──────── PROVIDED ENTRIES

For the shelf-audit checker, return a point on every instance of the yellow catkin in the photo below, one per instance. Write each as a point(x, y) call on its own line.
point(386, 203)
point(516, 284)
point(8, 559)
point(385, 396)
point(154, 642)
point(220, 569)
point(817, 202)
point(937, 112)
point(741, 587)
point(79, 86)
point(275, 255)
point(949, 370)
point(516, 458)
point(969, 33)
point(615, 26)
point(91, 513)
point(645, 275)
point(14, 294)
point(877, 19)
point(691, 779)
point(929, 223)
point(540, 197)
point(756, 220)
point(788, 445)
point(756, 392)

────────────────

● **INSTRUCTION**:
Return all of the records above verbatim, keeping every line and character unchanged.

● **SOLUTION TO THIS PROBLEM**:
For the shelf-audit checker, return a point on every instance of the yellow catkin in the photo below, one per instance. Write each as a point(x, y) call on its own line.
point(386, 203)
point(516, 284)
point(8, 559)
point(385, 396)
point(154, 642)
point(220, 569)
point(817, 202)
point(937, 112)
point(741, 587)
point(79, 86)
point(275, 255)
point(949, 370)
point(516, 458)
point(969, 33)
point(615, 26)
point(91, 513)
point(645, 275)
point(14, 294)
point(877, 19)
point(691, 779)
point(929, 223)
point(540, 197)
point(756, 220)
point(788, 445)
point(756, 392)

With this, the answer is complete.